Advance Notice: Are you doing it right?

Keep on top of advance notice with six quick questions to
ask yourself


Advance notice is one of the main protections offered by the Direct Debit guarantee. It requires you to give your customer notice of a Direct Debit payment before it’s taken from their account.

It’s important to get advance notice right. If you don’t, your customer will be entitled to an immediate refund. You’ll also find yourself subject to sanctions for breaching the Direct Debit scheme rules.

To help you keep on top of advance notice we’ve put together a list of six quick questions to ask yourself.

6 questions to help you get advance notice right

1. Are you giving your customers the correct notice?

As a default, advance notice is 10 working days before a payment is taken. However, you can agree a shorter notice period with your bank.

Do you know what your advance notice is? (HINT: you should be able to find it in your Direct Debit Guarantee).

2. Are you giving advance notice to the right person?

Advance notice must be given to the payer – the person who owns the account you’re planning to take the payment from. This isn’t necessarily always the “customer” e.g. parents paying for a student’s rent or a caregiver paying for an elderly relative’s care.

Make sure you know who the payer is. (HINT: It will be the person who authorised the Direct Debit instruction).

3. Are you including the right information in your advance notice?

Advance notice must be clear and provide the following details:

  • Amount of the Direct Debit payment
  • Due date (include date, month and year)
  • Frequency of Direct Debit collection (unless schedule of specific dates issued)
  • Direct Debit reference
  • Advance notice period (mandatory for initial notice but optional subsequently)
  • Service user name and contact telephone number.

4. Are you providing advance notice in the right format?

▸ **Exercise brief**
In the advance notice text, shorten the paragraph beginning "It's important to get advance notice right" while keeping its main facts. You don't need the listing for any of this work.

▸ **Dataset content**

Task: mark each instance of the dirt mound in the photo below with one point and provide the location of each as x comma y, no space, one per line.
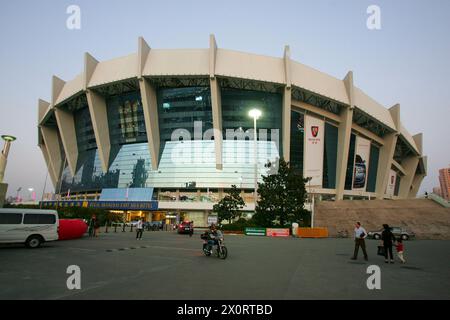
427,219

▸ **Response**
Get advance notice right: mistakes entitle your customer to an immediate refund and expose you to sanctions for breaching the Direct Debit scheme rules.